(Saved entries)
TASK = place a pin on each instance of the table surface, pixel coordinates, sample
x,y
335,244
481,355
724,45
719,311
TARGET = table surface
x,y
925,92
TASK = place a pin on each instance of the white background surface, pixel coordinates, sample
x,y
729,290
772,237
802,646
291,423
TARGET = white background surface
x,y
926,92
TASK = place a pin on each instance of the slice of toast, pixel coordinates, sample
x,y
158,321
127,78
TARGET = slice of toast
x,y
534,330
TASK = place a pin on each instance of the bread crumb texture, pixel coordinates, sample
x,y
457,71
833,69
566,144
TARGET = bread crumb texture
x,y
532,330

» **Task description**:
Reproduce all of the records above verbatim, line for line, with no changes.

» **Solution to this exercise**:
TASK = place a pin on each instance of the table surface, pixel coordinates, sample
x,y
335,244
481,355
724,45
719,311
TARGET = table surface
x,y
925,92
TASK = place a pin on each instance of the white background surface, pixel coordinates, sample
x,y
729,290
772,237
802,646
291,423
TARGET = white background surface
x,y
926,92
TASK = place a pin on each instance of the slice of toast, pixel coordinates, sample
x,y
158,321
127,78
TARGET = slice of toast
x,y
534,330
TASK = place a pin on each instance of the bread crumb texture, pixel coordinates, sample
x,y
457,71
833,69
566,144
TARGET = bread crumb texture
x,y
532,330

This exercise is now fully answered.